- [REQUIRED TASK 1]:
Copy out the full text on the Eaton Fire and compounding wildfire disasters below, word for word.

----------------

This immersive animation by Navteca, developed with support from NASA and featured in the PBS documentary Weathered, visualizes the Eaton Fire’s rapid advance from the Wildland-Urban Interface into the community of Altadena. Retrofitting buildings to today's fire codes and improving defensible space, in addition to wild-urban interface mitigations, would have had an even more profound protective effect.

Post-fire analysis from Vibrant Planet shows that a targeted $9 million investment in fuel reduction and strategic fire breaks in high-priority zones in the wild-urban interface along the foothills of Altadena could have significantly reduced fire intensity, slowed its spread, and decreased ember transport from wildlands into the community. These treatments would have given firefighters critical time to evacuate residents and defend the community. 

Wildfire-fueled cascading disasters: After major fires, heavy rains can trigger flash floods, debris flows, and slope failures—causing widespread damage long after flames are out. These cascading risks increasingly threaten communities nationwide, from California to the Southeast. Source: White River National Forest U.S. Forest Service

Compounding Disasters

Catastrophic wildfires are becoming more frequent and often lead to a series of additional hazards. The damage caused by the initial fire alters the landscape, which increases the risk of flash floods, debris flows, and infrastructure failures. These secondary impacts can compound the effects of the fire for months or even years after the flames have been extinguished. After the Glenwood Canyon fire in Colorado, a massive landslide shut down I-70 for two weeks, disrupting an estimated $336 million in economic throughput, based on an average loss of $1 million per hour of closure15.

----------------

- [REQUIRED TASK 2]:
Recast the lines of the records below as a numbered list, starting at the line that contains "the red shorts" and ending at the last line of the records, with both ends included and blank lines omitted.

Entries taken from a collection
----------------

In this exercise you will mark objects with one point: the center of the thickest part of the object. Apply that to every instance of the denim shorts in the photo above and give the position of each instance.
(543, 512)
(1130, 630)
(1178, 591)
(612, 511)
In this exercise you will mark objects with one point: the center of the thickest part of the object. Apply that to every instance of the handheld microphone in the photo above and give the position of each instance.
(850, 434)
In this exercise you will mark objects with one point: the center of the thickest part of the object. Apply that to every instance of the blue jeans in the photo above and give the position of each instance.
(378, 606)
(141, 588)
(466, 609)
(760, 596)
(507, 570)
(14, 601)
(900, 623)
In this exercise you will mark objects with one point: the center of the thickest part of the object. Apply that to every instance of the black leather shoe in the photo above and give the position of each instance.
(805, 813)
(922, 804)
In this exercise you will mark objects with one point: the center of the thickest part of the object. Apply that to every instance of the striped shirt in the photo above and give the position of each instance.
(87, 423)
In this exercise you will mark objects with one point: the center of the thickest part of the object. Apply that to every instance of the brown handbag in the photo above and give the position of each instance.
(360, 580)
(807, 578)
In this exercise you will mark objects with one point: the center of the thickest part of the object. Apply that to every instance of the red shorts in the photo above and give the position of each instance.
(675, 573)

----------------

- [FULL ANSWER 1]:
This immersive animation by Navteca, developed with support from NASA and featured in the PBS documentary Weathered, visualizes the Eaton Fire’s rapid advance from the Wildland-Urban Interface into the community of Altadena. Retrofitting buildings to today's fire codes and improving defensible space, in addition to wild-urban interface mitigations, would have had an even more profound protective effect.

Post-fire analysis from Vibrant Planet shows that a targeted $9 million investment in fuel reduction and strategic fire breaks in high-priority zones in the wild-urban interface along the foothills of Altadena could have significantly reduced fire intensity, slowed its spread, and decreased ember transport from wildlands into the community. These treatments would have given firefighters critical time to evacuate residents and defend the community. 

Wildfire-fueled cascading disasters: After major fires, heavy rains can trigger flash floods, debris flows, and slope failures—causing widespread damage long after flames are out. These cascading risks increasingly threaten communities nationwide, from California to the Southeast. Source: White River National Forest U.S. Forest Service

Compounding Disasters

Catastrophic wildfires are becoming more frequent and often lead to a series of additional hazards. The damage caused by the initial fire alters the landscape, which increases the risk of flash floods, debris flows, and infrastructure failures. These secondary impacts can compound the effects of the fire for months or even years after the flames have been extinguished. After the Glenwood Canyon fire in Colorado, a massive landslide shut down I-70 for two weeks, disrupting an estimated $336 million in economic throughput, based on an average loss of $1 million per hour of closure15.

- [FULL ANSWER 2]:
1. In this exercise you will mark objects with one point: the center of the thickest part of the object. Apply that to every instance of the red shorts in the photo above and give the position of each instance.
2. (675, 573)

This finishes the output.